-- What the exercise asks --
Show all the lines in the data below that include the word "storm".

(Stored data entries)
☆ ☆ ☆ ☆ ☆

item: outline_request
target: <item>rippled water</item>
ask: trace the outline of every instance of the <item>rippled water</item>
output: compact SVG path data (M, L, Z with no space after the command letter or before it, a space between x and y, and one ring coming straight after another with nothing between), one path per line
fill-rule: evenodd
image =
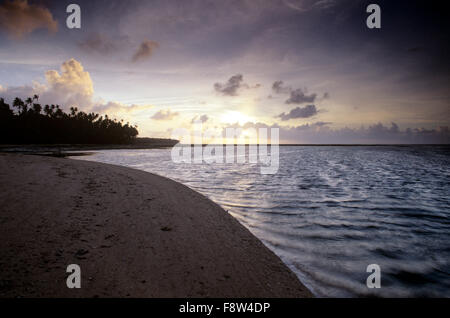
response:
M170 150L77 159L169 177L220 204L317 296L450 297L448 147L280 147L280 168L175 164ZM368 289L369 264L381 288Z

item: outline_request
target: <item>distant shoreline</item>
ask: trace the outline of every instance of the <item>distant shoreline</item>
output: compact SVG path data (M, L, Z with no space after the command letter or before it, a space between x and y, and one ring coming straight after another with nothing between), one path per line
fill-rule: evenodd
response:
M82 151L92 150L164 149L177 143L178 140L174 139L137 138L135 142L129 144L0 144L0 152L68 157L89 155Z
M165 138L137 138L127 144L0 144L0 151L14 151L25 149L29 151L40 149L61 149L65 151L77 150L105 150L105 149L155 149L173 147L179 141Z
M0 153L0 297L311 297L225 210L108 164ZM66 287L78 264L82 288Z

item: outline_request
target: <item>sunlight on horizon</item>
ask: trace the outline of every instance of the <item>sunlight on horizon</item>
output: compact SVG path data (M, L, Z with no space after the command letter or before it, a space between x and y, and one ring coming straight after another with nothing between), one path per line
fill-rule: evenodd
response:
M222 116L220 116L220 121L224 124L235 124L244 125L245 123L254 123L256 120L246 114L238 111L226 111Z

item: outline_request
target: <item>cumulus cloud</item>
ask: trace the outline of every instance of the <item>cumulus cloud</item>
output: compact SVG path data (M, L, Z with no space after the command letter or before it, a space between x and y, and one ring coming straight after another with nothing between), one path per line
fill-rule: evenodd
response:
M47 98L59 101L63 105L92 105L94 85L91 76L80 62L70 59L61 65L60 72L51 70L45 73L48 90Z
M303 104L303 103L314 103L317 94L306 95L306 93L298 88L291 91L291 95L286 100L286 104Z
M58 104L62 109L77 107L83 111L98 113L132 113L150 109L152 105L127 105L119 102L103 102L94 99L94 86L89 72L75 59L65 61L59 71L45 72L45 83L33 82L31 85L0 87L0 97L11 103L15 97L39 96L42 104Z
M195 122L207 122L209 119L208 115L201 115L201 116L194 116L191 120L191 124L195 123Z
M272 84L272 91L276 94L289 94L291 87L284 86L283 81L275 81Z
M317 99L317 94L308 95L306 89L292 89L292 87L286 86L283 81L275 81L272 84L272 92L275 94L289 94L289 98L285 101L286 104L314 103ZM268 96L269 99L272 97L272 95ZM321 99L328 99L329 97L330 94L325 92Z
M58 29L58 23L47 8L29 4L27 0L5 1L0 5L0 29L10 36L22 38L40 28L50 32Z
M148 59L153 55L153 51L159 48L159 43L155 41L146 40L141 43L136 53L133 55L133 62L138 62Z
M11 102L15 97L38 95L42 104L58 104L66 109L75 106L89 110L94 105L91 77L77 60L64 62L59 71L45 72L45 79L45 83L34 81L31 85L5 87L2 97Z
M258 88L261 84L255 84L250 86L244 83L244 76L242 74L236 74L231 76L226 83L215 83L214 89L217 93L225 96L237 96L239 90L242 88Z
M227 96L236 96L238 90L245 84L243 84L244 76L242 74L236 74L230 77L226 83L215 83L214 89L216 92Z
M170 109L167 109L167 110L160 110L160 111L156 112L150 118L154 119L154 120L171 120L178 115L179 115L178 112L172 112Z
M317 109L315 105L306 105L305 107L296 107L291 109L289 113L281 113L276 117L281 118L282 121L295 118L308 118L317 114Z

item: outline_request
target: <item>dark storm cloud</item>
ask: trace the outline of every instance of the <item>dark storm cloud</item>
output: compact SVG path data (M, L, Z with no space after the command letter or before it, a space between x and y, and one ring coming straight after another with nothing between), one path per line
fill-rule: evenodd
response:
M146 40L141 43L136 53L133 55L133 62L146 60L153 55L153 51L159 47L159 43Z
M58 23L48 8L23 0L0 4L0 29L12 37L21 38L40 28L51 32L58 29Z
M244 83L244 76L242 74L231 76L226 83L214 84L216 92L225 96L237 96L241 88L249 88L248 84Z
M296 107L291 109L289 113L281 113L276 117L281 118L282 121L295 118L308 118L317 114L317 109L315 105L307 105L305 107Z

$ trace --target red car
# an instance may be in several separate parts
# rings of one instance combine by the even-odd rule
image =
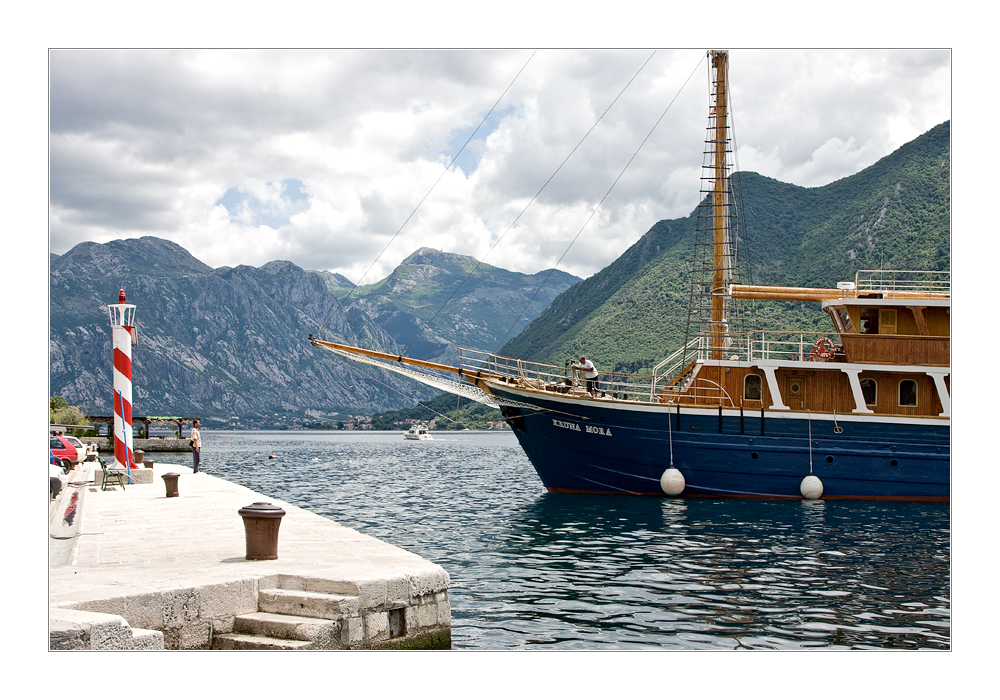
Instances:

☆ ☆ ☆ ☆ ☆

-- Result of the exercise --
target: <item>dark storm cloud</item>
ask: trace the outline of every instance of the <item>dark storm cloud</item>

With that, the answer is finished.